**Listed entries**
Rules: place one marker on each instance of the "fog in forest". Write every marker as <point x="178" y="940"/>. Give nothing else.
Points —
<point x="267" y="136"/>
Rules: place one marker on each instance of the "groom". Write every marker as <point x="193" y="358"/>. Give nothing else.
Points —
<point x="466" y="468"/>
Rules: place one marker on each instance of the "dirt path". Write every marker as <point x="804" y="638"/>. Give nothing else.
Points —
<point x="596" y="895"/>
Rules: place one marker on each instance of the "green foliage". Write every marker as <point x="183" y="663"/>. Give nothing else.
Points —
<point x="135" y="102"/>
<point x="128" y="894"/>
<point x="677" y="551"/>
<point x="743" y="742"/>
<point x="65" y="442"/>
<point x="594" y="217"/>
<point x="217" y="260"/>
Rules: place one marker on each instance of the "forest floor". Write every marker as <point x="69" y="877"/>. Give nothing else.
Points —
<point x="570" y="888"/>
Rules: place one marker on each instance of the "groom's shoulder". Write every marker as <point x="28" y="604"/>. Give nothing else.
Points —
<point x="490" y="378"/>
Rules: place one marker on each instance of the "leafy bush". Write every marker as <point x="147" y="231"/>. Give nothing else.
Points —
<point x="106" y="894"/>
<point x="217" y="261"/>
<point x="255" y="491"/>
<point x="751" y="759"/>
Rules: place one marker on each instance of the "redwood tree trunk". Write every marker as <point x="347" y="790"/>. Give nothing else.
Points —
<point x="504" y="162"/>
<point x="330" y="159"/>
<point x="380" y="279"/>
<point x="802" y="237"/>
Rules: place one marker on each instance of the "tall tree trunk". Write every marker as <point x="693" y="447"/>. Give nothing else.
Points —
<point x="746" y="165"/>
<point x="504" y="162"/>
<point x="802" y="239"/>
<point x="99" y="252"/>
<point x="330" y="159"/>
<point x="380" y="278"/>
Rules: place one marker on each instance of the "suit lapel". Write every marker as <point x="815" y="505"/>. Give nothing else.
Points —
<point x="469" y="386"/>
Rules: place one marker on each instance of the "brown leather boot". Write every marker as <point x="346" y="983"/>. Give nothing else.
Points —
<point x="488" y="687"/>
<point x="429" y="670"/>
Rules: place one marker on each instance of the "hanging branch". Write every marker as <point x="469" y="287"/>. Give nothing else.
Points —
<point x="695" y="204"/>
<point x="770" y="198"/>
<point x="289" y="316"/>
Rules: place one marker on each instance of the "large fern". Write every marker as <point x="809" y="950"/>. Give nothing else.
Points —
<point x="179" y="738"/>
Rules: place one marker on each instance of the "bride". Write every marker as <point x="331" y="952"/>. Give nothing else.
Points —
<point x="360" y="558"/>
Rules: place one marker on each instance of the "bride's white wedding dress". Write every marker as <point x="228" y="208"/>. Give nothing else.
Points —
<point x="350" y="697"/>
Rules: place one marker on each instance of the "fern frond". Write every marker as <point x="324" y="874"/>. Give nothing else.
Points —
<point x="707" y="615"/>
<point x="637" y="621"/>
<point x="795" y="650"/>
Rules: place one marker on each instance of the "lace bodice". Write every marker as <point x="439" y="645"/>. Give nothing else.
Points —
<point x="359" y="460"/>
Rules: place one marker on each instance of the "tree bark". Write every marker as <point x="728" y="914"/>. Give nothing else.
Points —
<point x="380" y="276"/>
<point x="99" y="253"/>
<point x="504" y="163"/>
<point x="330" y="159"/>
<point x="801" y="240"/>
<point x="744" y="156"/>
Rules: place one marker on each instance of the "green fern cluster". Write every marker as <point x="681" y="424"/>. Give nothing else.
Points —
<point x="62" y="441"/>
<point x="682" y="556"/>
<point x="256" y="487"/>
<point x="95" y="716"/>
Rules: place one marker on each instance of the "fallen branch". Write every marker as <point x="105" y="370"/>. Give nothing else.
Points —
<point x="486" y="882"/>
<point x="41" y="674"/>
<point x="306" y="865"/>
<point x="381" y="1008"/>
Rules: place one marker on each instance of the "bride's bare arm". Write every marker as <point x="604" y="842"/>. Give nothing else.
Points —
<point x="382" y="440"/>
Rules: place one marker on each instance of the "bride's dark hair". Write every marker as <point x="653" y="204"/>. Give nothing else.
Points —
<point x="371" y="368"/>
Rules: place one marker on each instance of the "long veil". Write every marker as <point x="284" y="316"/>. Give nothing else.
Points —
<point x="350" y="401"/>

**Problem**
Copy each line of the listing above that contains the word "branch".

**Solution**
Rules: place one marker on each instance of the "hanging branch". Write every marker as <point x="469" y="287"/>. Give nothing else.
Rules: place one marker on each instance of the "fallen branch". Write every marker as <point x="105" y="370"/>. Give nothing else.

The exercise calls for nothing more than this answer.